Copy out every line of the material below that contains the string "road", treating uppercase and lowercase letters as different.

▶ [Material supplied]:
══════

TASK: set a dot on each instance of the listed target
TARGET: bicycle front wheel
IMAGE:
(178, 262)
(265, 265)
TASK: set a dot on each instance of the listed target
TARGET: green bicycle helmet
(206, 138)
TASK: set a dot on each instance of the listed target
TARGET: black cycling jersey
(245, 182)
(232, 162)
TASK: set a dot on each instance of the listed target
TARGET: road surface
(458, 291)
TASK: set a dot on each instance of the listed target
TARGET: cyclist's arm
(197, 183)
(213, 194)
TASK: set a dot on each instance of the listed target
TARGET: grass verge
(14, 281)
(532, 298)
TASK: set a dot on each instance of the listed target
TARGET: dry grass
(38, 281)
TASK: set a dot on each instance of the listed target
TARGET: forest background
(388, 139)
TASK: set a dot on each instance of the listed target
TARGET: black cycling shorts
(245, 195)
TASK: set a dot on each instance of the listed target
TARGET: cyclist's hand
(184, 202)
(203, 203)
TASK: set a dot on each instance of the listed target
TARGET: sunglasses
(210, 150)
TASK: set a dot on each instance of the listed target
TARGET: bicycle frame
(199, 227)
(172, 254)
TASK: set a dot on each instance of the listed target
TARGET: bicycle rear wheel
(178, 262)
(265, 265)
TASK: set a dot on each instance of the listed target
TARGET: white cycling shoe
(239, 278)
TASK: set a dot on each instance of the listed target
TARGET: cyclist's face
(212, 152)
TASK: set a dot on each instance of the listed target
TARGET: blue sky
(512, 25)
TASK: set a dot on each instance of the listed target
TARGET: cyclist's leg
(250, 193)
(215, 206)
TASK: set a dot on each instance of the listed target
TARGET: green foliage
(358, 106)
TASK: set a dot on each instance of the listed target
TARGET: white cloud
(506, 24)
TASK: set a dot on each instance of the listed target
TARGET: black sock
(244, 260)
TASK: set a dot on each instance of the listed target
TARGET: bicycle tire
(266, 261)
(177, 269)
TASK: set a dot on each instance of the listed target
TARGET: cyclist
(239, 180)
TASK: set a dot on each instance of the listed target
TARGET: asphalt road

══════

▶ [Exercise output]:
TARGET: road surface
TARGET: asphalt road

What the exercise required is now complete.